Supplied entries:
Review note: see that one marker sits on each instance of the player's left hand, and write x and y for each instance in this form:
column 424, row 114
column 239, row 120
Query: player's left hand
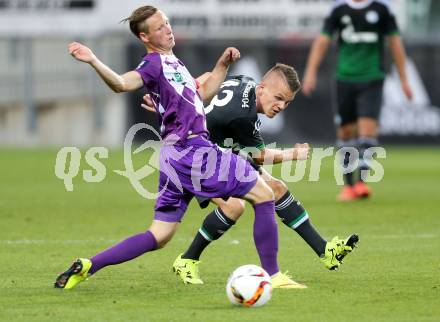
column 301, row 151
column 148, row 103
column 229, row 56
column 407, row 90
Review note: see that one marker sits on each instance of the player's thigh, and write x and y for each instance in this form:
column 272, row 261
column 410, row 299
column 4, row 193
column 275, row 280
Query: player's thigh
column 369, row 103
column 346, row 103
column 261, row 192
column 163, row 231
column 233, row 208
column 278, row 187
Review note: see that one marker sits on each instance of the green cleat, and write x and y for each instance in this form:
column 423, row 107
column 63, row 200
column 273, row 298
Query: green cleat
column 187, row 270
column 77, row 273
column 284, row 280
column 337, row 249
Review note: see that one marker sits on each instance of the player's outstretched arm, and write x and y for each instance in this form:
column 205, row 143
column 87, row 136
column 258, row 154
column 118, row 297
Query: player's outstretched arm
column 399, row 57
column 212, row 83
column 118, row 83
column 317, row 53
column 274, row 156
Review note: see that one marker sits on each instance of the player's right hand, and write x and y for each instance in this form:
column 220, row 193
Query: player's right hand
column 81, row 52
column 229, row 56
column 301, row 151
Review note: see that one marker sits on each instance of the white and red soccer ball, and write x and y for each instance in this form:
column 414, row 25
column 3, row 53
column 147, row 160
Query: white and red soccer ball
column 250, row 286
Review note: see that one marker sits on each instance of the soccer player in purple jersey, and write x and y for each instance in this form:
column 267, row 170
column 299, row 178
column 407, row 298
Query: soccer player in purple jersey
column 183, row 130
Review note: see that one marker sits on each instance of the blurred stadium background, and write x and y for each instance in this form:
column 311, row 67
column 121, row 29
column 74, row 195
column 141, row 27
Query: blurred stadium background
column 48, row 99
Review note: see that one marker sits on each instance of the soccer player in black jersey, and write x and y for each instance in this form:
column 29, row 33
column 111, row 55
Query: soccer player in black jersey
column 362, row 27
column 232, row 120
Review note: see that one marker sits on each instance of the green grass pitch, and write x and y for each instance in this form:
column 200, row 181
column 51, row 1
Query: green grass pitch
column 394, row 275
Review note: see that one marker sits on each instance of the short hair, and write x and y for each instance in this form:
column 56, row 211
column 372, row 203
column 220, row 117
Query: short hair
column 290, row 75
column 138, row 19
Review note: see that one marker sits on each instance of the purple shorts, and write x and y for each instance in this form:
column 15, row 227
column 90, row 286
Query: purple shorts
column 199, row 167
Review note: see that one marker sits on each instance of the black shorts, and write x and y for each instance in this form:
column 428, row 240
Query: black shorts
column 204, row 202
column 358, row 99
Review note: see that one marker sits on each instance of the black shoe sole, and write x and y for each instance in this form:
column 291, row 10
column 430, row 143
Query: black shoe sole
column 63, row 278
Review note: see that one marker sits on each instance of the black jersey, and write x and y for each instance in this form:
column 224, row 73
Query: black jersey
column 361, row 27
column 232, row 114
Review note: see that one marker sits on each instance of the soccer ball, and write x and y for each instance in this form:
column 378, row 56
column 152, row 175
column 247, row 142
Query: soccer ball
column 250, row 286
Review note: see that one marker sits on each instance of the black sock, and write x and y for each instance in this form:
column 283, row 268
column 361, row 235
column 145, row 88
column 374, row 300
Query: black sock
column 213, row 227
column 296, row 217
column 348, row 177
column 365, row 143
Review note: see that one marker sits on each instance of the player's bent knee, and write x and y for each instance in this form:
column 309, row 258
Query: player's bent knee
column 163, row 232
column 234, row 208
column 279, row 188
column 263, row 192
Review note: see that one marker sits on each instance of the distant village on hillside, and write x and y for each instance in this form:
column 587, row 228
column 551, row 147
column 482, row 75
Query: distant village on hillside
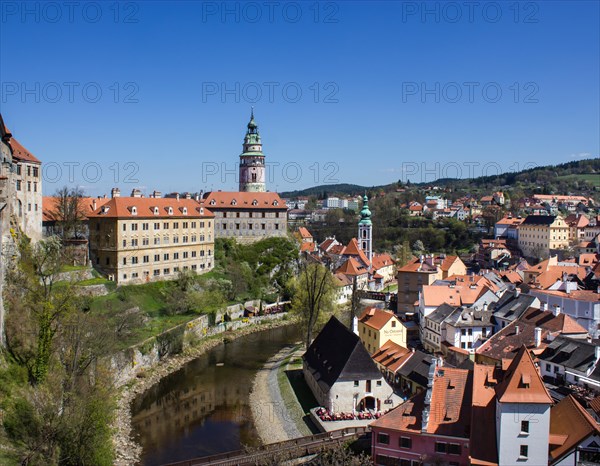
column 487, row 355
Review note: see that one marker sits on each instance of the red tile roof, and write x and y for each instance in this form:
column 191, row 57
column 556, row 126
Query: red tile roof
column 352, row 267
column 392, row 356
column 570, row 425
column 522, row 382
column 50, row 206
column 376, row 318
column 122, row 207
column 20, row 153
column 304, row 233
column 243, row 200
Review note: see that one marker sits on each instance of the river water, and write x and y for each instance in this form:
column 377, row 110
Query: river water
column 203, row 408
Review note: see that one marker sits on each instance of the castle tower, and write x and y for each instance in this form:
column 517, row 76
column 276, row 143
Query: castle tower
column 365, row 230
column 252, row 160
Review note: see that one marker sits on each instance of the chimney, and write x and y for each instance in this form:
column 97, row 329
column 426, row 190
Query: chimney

Problem to work on: Copy the entries exactly. Leave the pictures out.

Output for this task:
Review note: see that one marker sits on each instance of the player's left hand, and write x and y for each instance in this form:
column 424, row 114
column 239, row 120
Query: player's left hand
column 301, row 151
column 148, row 103
column 229, row 56
column 407, row 90
Review note: see that one marker sits on each instance of the player's thigh, and write x and y for each instance in this form:
column 272, row 261
column 410, row 299
column 4, row 193
column 275, row 280
Query: player's thigh
column 369, row 103
column 346, row 103
column 261, row 192
column 163, row 231
column 233, row 208
column 278, row 187
Review note: see that one marker sits on each instance of the green cleat, and write x and y for each instance in this form:
column 423, row 107
column 63, row 200
column 273, row 298
Query: green cleat
column 187, row 270
column 77, row 273
column 284, row 280
column 337, row 249
Review note: see that one marker sits on each instance of the player's outstretched arm, and write x and y for each instance in this form:
column 205, row 143
column 87, row 136
column 258, row 154
column 118, row 297
Query: player's outstretched arm
column 399, row 57
column 212, row 83
column 118, row 83
column 317, row 53
column 274, row 156
Review note: see that one marker sits on each instance of the player's right hand, and write x and y for each instance in this form:
column 220, row 193
Query: player's right hand
column 81, row 52
column 229, row 56
column 301, row 151
Review note: see that one marker sits on each instance of the white and red soccer ball, and write x and y for each instance in this form:
column 414, row 25
column 3, row 53
column 147, row 160
Query: white and red soccer ball
column 250, row 286
Review note: see that one marker sits on each instance of the soccer player in purple jersey, and write x and y for each instance in this form:
column 267, row 170
column 299, row 178
column 407, row 298
Query: soccer player in purple jersey
column 183, row 130
Review note: see that one marker sits on each instance of the blurred stadium background, and write x and y for each instance in this form:
column 311, row 67
column 121, row 29
column 74, row 195
column 141, row 27
Query: blurred stadium background
column 48, row 99
Review note: see that one marker sits on each instance of the soccer player in black jersey, and write x and y for each instance in this form:
column 29, row 33
column 111, row 55
Query: soccer player in black jersey
column 362, row 27
column 232, row 120
Review note: see that one marker sits on each instance of the green grass pitch, and write x and y for each instance in this form:
column 200, row 181
column 51, row 1
Query: green grass pitch
column 394, row 275
Review note: see that one marker sits on each instance of the short hair, and write x and y for each instance in this form:
column 56, row 211
column 372, row 203
column 220, row 117
Query: short hair
column 290, row 75
column 138, row 19
Review note: see that one marker sits on each instance of the purple shorts, and write x and y for each instance in this form:
column 15, row 227
column 90, row 286
Query: purple shorts
column 199, row 167
Review note: see that one marker sits on each instance of the black shorts, and write x and y for each instance in this form:
column 428, row 240
Query: black shorts
column 204, row 202
column 358, row 99
Review note: see that one marker sits on each instance of the black shoe sole, and write x and y for each instance in this form:
column 291, row 10
column 430, row 143
Query: black shoe sole
column 63, row 278
Review note: see that one marker sits on each instance of the black jersey, and write x and y for each instance in this form:
column 224, row 73
Query: black jersey
column 361, row 27
column 232, row 114
Review note: see that one marker sits on each instance of the soccer ball, and write x and y for each instance in this form:
column 378, row 56
column 152, row 175
column 247, row 142
Query: soccer ball
column 250, row 286
Review note: see that one marker sits on each instance of the black sock, and write x and y for each instance in this form:
column 283, row 268
column 361, row 235
column 145, row 88
column 374, row 300
Query: black sock
column 213, row 227
column 296, row 217
column 348, row 177
column 365, row 143
Review note: see that one marker sits on each instance of the player's bent knee, and write x and y for each instance in this form:
column 309, row 258
Query: player's bent knee
column 163, row 232
column 234, row 208
column 279, row 188
column 263, row 192
Review note: see that one marker sits on each instance of the distant village on hillside, and write x and y for each instance in this form:
column 587, row 228
column 551, row 147
column 482, row 75
Query: distant village on hillside
column 487, row 355
Review note: see that one marker sits on each instance of the red tile roof, and write x and y for each instance in this form:
column 191, row 57
column 556, row 126
Query: red tile roof
column 352, row 267
column 392, row 356
column 570, row 425
column 522, row 382
column 50, row 206
column 376, row 318
column 122, row 207
column 20, row 153
column 304, row 233
column 243, row 200
Review note: see that one marker sits on each instance of the river water, and write x and y for each instance in this form:
column 377, row 110
Query: river water
column 203, row 408
Review note: see that one marker sits on each instance of the castle tower, and write x and y for each instance in this form:
column 517, row 76
column 276, row 143
Query: castle tower
column 365, row 230
column 252, row 160
Review note: see that one marker sits on each instance of the chimney, and write x and y for each instance in this form:
column 97, row 329
column 426, row 190
Query: chimney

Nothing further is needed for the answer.